- Document section
----------------------------------------

Are fixed effects really fixed?
Image courtesy of the authors: Bias vs. the standard deviation of temporal unobserved heterogeneity where the heterogeneity follows a random walk |
Academic's take
An interesting recent paper titled "Fixed Effects and Causal Inference" by Millimet and Bellemare (2023) discusses the feasibility of assuming fixed effects are fixed over long periods in causal models. The paper highlights the rather obvious but usually overlooked fact that fixed effects may fail to control for unobserved heterogeneity over long time periods.
This makes perfect sense, since any effects that are assumed to be fixed (firm characteristics, store attributes, consumer demographics, artistic talent) are more likely to be constant over shorter periods, but may as well vary over longer periods. The paper refers to a critical point made by Mundlak (1978):
"It would be unrealistic to assume that the individuals do not change in a differential way as the model assumes [...] It is more realistic to assume that individuals do change differentially but at a pace that can be ignored for short time intervals."

----------------------------------------

- Data supplied
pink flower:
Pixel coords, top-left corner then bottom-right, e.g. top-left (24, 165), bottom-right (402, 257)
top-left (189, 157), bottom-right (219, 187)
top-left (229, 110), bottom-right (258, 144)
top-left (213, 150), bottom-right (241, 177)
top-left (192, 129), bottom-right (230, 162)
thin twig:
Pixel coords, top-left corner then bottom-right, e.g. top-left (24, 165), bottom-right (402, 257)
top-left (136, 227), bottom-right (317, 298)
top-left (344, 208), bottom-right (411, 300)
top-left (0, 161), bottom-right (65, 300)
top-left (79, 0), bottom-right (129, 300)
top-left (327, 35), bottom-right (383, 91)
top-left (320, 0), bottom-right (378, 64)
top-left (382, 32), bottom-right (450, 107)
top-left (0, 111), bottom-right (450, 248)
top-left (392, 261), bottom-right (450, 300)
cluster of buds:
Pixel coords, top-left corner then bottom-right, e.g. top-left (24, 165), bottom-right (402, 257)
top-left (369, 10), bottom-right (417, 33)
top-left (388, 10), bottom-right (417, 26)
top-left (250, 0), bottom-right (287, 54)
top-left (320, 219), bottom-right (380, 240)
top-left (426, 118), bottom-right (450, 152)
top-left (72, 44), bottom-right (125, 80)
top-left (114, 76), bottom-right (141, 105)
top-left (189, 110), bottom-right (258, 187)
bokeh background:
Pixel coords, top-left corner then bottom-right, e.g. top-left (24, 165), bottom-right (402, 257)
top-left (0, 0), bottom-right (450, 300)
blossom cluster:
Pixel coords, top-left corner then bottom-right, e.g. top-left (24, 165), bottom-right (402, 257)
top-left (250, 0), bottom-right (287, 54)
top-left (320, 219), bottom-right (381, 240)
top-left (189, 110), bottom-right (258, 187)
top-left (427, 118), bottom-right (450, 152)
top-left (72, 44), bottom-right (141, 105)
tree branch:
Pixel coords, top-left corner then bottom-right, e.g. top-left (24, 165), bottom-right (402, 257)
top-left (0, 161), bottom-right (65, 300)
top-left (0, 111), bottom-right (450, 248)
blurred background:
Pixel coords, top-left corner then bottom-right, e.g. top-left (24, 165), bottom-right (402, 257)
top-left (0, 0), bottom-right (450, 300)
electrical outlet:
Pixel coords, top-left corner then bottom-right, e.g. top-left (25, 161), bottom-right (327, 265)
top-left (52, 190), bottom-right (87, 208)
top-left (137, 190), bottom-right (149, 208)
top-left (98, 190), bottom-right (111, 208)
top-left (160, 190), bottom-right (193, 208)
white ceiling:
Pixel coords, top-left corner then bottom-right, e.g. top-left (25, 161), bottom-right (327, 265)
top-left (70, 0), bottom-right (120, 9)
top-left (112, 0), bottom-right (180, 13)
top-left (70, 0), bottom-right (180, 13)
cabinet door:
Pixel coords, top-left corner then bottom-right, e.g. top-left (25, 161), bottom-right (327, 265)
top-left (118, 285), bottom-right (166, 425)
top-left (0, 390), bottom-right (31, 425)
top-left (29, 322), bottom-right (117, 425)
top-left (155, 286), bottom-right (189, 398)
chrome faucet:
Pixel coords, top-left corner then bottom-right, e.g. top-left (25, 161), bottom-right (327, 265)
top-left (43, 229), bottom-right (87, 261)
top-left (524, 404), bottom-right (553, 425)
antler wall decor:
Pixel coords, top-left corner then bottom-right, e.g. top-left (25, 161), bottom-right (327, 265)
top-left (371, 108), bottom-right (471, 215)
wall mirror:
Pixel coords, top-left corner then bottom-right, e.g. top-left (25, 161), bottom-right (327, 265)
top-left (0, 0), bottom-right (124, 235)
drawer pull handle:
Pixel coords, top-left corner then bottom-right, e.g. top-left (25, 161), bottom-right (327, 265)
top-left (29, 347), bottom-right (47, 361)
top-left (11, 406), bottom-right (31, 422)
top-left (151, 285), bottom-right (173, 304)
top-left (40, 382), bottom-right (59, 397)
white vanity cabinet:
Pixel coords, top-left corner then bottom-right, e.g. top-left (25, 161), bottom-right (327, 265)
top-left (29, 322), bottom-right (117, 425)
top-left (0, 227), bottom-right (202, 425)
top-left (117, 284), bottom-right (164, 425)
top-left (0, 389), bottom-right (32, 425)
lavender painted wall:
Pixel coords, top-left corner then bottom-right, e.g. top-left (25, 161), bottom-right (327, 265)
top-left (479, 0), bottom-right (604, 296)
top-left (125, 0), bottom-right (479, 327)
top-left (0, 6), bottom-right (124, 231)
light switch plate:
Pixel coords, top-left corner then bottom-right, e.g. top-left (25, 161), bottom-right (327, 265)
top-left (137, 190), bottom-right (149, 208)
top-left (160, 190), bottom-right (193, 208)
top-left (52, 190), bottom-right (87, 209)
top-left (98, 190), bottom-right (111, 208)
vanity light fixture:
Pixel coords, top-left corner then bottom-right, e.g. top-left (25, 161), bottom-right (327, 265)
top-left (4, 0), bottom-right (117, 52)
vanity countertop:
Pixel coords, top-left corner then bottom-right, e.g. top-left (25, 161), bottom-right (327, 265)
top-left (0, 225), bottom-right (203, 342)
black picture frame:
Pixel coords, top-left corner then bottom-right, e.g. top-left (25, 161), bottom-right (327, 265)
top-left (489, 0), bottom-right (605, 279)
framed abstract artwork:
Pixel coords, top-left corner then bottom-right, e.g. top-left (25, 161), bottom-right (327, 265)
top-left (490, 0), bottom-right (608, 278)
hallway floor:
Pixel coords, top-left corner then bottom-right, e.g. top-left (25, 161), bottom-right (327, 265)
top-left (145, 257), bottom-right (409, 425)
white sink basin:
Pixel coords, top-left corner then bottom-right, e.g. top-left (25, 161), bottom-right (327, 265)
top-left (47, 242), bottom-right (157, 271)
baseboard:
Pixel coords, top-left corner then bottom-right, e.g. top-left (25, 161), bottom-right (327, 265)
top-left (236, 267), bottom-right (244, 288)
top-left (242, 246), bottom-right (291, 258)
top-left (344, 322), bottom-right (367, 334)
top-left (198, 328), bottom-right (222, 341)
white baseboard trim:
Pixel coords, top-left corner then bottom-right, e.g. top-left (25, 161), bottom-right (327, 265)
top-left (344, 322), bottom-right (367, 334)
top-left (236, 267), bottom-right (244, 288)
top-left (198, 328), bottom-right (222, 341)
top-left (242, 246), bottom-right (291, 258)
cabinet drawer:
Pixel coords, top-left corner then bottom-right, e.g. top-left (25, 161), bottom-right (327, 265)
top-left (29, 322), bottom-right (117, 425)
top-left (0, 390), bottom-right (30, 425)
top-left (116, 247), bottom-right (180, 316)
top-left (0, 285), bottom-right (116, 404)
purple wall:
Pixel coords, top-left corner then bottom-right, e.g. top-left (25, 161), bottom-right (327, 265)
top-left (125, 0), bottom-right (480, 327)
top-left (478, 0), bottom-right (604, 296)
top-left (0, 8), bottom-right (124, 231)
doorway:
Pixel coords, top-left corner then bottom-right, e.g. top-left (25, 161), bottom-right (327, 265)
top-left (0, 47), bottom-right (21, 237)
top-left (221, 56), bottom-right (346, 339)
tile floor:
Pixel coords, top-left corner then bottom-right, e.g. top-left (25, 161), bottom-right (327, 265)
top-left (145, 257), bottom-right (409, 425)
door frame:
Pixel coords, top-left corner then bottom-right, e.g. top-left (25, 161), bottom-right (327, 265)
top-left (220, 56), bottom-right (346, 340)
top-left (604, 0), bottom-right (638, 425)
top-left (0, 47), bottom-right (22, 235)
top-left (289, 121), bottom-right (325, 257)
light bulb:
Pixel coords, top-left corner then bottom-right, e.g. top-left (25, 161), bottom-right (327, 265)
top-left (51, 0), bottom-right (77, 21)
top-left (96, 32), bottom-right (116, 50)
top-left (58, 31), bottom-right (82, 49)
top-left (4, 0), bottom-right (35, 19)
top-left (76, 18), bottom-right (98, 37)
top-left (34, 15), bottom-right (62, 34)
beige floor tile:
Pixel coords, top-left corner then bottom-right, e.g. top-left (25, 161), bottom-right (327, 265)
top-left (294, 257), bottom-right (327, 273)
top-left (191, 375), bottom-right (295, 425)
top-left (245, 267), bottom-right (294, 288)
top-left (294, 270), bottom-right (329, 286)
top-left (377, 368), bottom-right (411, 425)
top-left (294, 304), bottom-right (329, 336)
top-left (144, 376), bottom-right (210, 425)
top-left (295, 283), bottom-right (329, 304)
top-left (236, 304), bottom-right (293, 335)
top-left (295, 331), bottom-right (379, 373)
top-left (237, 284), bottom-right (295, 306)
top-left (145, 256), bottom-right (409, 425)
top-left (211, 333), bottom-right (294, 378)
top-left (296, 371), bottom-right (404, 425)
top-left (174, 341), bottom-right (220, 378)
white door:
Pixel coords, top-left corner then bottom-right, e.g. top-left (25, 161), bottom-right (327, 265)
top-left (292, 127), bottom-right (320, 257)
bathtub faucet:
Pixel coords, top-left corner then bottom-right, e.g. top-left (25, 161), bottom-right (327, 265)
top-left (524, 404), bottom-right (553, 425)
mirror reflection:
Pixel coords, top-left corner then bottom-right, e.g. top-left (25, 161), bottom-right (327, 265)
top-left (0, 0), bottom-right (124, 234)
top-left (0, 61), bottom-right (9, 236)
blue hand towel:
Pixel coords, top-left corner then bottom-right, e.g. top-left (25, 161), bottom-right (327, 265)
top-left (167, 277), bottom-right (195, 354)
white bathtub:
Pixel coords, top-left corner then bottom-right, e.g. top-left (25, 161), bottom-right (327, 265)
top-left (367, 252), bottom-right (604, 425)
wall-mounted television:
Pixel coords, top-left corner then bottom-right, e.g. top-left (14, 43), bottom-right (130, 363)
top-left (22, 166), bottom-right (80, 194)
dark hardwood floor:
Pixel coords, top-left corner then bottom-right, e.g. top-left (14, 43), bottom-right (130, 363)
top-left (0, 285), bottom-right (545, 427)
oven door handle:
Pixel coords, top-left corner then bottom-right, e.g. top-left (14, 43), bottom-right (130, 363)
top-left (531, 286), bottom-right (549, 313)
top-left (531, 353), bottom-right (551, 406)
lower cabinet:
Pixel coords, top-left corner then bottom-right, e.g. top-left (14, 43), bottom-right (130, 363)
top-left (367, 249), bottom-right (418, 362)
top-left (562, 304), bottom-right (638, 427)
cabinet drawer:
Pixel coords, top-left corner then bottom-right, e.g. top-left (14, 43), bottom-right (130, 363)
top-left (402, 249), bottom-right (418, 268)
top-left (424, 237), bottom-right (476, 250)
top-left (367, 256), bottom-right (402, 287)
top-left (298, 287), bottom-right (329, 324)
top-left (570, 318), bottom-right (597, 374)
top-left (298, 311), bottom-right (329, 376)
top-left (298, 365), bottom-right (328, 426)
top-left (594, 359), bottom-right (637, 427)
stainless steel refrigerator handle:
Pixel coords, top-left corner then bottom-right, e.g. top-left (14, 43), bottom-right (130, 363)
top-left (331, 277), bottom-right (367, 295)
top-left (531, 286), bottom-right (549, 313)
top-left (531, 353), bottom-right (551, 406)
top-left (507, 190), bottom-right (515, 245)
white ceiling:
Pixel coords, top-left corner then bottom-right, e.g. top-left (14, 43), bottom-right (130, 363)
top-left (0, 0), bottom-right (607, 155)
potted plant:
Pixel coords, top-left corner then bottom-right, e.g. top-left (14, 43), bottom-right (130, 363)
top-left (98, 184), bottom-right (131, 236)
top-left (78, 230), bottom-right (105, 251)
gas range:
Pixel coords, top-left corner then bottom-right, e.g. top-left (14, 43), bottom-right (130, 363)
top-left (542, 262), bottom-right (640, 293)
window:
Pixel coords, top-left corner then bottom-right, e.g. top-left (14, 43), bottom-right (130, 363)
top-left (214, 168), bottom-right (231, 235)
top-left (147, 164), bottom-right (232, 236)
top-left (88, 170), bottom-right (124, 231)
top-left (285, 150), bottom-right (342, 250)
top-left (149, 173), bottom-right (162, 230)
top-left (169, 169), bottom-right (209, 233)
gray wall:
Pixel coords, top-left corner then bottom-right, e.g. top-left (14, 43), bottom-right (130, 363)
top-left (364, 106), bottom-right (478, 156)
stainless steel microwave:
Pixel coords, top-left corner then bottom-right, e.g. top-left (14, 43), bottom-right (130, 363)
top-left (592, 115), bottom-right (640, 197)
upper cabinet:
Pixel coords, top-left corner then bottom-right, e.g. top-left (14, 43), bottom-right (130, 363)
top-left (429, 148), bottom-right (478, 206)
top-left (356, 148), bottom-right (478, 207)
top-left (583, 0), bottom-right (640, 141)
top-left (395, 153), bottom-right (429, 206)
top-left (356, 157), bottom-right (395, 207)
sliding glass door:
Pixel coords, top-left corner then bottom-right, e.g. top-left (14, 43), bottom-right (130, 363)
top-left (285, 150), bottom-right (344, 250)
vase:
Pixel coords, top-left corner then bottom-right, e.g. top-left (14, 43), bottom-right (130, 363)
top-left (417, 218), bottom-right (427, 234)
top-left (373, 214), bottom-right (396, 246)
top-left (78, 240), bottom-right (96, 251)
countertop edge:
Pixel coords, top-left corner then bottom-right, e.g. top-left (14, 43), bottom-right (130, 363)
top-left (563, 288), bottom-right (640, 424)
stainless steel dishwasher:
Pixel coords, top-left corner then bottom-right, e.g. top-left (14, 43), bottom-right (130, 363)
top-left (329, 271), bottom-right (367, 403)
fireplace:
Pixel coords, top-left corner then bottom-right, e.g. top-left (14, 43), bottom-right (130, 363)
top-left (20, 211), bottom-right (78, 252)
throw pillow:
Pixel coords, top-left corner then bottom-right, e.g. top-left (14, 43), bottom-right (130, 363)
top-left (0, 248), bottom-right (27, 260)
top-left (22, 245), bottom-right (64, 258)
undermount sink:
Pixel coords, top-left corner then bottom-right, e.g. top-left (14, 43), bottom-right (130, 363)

----------------------------------------

- Challenges
• a. Duplicate the fixed effects passage, everything from "Are fixed effects" down to "long time periods.".
• b. Pick up the post on whether fixed effects are really fixed and continue it from the point where it stops.

- Results
• a.
Are fixed effects really fixed?
Image courtesy of the authors: Bias vs. the standard deviation of temporal unobserved heterogeneity where the heterogeneity follows a random walk |
Academic's take
An interesting recent paper titled "Fixed Effects and Causal Inference" by Millimet and Bellemare (2023) discusses the feasibility of assuming fixed effects are fixed over long periods in causal models. The paper highlights the rather obvious but usually overlooked fact that fixed effects may fail to control for unobserved heterogeneity over long time periods.

• b.
This is essentially a bias-variance tradeoff: over longer time periods, the variance of a fixed effects estimator gets smaller but the bias of the estimator is expected to get larger. The paper runs a series of simulations to test the robustness of the fixed effects estimator and offers an alternative, rolling estimator, approach for causal identification in panel data models. The figure shown above compares the bias of the proposed rolling estimator approach with the fixed effects model.[1]
One important takeaway for causal identification is to think in more detail before assuming away unobserved heterogeneity using fixed effects as a panel gets longer. There are more detailed insights in the paper, which can be accessed here.
[1] In the figure, the data generation process behind the unobserved heterogeneity is simulated as a random walk. If the unobserved heterogeneity follows unit-specific time trends instead (as usually modeled as in Mundlak (1978), Autor (2003), and other recent papers), the increase in bias takes a concave shape. See the appendix of the paper for more details.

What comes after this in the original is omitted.